Saved data entries
^^^^^^^^^^^^^^^^

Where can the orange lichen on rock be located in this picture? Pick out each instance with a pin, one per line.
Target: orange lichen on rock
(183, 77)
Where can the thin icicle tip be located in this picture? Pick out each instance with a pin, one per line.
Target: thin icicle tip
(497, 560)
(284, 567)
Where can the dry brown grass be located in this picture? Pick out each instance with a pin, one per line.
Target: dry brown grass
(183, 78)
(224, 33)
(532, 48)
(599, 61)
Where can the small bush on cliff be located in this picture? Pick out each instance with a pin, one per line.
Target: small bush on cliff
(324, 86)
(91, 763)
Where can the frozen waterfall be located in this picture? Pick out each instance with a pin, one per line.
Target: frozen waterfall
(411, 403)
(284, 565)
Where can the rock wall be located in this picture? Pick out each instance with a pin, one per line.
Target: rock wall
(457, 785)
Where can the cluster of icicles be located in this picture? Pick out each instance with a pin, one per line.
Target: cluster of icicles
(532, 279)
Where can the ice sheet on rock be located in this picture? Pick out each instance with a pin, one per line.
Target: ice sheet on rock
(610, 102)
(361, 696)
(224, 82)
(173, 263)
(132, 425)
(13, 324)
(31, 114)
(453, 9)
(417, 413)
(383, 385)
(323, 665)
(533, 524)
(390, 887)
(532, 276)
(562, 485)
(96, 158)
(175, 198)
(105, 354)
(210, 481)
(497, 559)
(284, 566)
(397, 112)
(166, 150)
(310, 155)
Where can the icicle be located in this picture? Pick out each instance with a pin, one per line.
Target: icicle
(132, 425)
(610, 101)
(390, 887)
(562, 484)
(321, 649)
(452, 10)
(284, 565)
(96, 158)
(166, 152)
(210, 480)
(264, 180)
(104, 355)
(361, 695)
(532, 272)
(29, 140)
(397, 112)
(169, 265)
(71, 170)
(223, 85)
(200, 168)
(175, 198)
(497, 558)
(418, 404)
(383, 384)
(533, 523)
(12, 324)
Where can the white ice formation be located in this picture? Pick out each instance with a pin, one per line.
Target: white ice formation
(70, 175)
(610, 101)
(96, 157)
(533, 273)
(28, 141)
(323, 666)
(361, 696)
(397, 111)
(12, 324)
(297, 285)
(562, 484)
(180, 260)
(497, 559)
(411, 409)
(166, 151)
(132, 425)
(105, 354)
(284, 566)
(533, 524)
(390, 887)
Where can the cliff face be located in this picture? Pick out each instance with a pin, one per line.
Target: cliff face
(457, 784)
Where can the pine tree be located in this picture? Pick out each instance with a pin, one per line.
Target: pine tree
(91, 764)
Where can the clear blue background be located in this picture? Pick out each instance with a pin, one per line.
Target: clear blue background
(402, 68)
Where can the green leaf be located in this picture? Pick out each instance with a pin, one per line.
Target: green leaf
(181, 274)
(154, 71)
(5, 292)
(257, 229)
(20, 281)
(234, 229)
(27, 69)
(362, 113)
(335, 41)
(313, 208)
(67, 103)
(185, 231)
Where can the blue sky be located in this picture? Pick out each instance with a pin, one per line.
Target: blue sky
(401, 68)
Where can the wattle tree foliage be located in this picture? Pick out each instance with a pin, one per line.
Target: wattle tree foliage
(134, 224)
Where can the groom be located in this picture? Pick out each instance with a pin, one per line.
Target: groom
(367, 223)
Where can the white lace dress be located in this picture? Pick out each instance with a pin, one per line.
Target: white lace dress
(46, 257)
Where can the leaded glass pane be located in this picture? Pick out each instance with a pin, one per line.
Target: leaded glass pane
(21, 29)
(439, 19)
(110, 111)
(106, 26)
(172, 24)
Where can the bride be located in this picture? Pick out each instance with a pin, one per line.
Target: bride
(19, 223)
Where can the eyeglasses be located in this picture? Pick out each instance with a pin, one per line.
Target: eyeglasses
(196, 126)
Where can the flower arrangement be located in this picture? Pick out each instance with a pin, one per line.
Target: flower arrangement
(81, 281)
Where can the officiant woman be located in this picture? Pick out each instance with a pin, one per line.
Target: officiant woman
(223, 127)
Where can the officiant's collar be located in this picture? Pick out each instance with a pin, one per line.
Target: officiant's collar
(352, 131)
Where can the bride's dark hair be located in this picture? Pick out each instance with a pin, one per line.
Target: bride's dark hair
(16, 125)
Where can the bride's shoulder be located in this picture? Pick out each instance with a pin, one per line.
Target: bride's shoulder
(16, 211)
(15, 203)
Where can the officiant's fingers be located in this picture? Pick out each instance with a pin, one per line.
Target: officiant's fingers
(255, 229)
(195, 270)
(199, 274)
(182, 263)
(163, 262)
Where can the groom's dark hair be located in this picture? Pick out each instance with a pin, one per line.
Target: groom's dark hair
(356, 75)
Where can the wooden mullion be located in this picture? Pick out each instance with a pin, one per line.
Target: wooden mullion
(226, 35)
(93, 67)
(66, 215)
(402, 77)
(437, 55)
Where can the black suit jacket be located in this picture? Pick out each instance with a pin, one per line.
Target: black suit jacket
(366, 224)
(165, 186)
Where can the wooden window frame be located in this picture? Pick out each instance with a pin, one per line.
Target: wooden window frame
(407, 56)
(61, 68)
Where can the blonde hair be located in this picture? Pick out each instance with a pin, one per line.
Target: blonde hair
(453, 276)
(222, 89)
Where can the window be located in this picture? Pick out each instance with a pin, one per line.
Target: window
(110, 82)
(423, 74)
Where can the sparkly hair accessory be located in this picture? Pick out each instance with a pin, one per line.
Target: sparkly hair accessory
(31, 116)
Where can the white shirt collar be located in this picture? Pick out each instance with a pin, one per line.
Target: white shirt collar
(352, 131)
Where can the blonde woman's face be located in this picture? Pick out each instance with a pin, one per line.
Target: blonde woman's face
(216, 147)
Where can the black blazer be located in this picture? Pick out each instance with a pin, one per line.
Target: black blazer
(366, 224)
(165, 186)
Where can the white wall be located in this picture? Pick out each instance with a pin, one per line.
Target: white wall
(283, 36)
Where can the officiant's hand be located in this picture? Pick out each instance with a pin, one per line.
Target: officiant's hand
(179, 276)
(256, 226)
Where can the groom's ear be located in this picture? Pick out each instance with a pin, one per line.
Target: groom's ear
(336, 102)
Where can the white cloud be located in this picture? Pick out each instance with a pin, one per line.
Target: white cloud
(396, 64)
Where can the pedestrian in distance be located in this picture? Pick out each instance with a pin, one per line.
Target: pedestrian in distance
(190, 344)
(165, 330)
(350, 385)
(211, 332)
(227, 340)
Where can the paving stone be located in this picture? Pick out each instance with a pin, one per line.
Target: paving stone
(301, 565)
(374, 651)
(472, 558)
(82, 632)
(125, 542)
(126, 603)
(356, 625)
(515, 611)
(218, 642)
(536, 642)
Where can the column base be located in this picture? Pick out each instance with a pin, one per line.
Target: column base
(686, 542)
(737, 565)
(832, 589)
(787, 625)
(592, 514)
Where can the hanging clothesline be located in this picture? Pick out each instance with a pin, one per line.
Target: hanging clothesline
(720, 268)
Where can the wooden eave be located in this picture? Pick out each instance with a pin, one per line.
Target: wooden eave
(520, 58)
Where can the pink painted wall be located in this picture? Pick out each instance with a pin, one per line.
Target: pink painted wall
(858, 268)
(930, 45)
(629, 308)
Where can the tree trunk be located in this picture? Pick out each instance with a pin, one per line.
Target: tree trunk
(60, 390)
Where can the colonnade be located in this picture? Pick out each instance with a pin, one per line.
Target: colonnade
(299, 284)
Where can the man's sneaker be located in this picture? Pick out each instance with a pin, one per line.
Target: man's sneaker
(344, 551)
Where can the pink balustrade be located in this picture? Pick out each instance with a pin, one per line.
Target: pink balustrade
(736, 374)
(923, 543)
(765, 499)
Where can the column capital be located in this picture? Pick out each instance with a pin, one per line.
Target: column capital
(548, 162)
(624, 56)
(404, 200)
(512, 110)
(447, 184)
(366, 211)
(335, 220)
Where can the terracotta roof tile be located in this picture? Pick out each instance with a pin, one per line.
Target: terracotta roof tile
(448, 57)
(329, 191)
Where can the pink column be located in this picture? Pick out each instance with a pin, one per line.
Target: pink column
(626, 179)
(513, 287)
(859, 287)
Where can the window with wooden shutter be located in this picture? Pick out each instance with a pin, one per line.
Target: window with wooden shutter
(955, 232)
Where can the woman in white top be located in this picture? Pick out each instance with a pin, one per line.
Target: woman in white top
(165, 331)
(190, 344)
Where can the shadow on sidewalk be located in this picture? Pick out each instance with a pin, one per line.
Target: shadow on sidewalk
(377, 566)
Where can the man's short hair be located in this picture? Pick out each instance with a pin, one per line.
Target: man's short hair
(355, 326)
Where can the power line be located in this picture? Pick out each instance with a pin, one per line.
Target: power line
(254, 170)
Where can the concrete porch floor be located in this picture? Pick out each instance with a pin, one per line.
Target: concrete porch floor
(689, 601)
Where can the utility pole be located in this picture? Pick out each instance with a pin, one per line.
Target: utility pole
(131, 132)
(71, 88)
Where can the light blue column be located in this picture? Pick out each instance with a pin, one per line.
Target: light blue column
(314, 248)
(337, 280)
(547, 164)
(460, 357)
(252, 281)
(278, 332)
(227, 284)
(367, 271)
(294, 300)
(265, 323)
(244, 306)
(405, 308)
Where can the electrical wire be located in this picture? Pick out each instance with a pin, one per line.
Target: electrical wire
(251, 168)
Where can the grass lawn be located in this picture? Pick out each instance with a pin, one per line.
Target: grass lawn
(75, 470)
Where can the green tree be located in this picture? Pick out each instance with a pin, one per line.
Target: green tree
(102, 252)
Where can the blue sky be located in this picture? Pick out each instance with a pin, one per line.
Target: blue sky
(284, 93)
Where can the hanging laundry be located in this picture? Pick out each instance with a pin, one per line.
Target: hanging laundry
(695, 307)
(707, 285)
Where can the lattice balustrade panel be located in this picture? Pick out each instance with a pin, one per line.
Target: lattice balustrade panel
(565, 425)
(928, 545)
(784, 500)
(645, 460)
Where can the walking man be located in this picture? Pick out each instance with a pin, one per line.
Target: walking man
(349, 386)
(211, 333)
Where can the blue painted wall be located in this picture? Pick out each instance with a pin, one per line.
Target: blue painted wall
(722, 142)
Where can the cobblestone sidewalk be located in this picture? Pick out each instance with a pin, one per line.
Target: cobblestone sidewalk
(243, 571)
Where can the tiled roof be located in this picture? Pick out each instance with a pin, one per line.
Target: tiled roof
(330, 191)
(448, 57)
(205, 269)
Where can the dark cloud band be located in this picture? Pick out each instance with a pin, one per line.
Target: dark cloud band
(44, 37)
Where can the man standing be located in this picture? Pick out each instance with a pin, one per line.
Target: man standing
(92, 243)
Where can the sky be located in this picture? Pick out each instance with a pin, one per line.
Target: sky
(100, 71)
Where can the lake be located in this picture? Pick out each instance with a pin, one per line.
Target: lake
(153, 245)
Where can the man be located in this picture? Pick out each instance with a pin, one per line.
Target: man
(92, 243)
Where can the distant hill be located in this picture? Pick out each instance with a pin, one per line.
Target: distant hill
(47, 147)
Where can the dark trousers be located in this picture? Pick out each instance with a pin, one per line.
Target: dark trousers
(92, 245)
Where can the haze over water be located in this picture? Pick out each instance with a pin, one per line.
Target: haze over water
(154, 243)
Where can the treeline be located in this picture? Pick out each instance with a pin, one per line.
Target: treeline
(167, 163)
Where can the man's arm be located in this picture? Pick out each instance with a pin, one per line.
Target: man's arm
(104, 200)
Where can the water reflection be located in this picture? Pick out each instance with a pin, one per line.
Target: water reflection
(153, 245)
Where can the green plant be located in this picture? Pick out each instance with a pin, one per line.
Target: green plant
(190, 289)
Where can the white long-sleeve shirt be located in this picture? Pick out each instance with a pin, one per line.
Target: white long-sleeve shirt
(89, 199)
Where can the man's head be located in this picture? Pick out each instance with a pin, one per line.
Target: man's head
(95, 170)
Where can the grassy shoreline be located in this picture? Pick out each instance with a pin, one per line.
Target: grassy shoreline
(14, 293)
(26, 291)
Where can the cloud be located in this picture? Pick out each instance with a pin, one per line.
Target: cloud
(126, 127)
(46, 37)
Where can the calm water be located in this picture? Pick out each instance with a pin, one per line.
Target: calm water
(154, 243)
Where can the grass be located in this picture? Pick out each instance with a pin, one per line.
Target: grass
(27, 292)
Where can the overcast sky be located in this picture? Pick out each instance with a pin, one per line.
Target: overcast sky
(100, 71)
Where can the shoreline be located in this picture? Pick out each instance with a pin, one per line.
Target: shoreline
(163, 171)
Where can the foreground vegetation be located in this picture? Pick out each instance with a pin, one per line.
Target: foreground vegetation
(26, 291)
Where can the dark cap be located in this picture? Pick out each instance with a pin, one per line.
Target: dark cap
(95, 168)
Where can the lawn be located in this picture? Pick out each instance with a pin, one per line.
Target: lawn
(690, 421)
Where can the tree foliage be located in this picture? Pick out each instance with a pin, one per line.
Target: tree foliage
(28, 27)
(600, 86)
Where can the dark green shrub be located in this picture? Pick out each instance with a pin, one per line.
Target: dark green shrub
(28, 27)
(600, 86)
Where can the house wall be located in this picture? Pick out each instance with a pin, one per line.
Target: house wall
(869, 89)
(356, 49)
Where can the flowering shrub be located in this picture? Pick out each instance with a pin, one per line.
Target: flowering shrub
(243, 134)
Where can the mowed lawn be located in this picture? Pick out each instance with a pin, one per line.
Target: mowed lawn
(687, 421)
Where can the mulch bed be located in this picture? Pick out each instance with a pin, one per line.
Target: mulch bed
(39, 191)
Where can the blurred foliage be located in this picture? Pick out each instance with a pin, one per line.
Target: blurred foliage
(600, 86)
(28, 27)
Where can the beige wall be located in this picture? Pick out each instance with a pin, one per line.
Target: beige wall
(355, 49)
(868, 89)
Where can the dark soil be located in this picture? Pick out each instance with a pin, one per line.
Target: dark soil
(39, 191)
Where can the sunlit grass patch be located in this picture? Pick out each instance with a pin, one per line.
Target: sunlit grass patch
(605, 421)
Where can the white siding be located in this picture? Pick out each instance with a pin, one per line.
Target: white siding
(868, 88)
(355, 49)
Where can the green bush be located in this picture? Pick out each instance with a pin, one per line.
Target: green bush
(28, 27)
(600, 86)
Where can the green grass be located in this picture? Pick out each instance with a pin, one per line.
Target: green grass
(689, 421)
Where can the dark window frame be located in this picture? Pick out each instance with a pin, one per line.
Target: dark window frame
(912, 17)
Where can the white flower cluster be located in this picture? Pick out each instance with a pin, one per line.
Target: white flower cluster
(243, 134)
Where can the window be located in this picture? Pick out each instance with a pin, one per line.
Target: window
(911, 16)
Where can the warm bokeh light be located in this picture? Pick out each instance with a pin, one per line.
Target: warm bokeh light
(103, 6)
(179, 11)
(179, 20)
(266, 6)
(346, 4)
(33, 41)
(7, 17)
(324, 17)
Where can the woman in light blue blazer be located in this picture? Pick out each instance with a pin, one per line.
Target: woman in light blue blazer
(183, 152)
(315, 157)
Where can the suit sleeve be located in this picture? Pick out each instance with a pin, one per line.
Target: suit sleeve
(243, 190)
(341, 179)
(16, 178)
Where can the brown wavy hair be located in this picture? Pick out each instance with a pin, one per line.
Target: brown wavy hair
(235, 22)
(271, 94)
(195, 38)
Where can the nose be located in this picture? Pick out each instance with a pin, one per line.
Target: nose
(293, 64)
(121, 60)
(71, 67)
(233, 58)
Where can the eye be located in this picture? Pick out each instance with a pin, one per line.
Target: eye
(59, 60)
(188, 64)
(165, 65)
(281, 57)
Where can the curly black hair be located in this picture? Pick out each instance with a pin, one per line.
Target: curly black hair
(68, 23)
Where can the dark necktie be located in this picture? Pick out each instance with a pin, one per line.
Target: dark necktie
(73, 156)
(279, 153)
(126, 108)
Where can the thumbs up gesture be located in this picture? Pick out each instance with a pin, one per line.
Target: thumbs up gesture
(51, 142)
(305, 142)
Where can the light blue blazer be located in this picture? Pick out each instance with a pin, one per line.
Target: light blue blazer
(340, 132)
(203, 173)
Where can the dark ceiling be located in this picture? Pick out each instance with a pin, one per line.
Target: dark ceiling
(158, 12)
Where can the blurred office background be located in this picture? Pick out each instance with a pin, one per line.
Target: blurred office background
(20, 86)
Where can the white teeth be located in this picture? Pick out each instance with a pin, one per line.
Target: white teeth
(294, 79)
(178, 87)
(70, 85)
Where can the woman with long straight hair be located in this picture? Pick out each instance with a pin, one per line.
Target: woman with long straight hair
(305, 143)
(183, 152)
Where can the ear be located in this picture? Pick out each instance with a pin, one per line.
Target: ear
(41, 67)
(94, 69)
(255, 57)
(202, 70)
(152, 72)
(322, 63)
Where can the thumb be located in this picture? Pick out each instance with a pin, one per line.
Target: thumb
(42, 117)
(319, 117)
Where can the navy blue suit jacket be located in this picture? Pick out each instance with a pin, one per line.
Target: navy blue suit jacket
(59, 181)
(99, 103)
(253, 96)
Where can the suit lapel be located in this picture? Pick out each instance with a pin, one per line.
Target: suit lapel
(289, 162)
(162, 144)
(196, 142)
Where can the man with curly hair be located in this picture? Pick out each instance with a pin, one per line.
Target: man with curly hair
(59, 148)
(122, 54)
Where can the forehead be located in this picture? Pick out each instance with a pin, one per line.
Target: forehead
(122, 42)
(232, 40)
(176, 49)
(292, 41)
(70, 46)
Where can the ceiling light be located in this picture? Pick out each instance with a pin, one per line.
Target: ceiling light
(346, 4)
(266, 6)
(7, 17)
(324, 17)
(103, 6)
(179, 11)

^^^^^^^^^^^^^^^^

Of the lines above, retype only those from the line containing "Where can the sparkly" through the line containing "Where can the black blazer", including both, exactly.

Where can the sparkly hair accessory be located in this picture? Pick out each instance with a pin, one per line.
Target: sparkly hair accessory
(31, 116)
Where can the white shirt collar be located in this picture? Pick out each instance with a pin, one per line.
Target: white shirt collar
(352, 131)
Where can the blonde woman's face be located in this picture? Pick out each instance with a pin, one per line.
Target: blonde woman's face
(216, 147)
Where can the black blazer be located in this picture? Pick out each instance with a pin, one per line.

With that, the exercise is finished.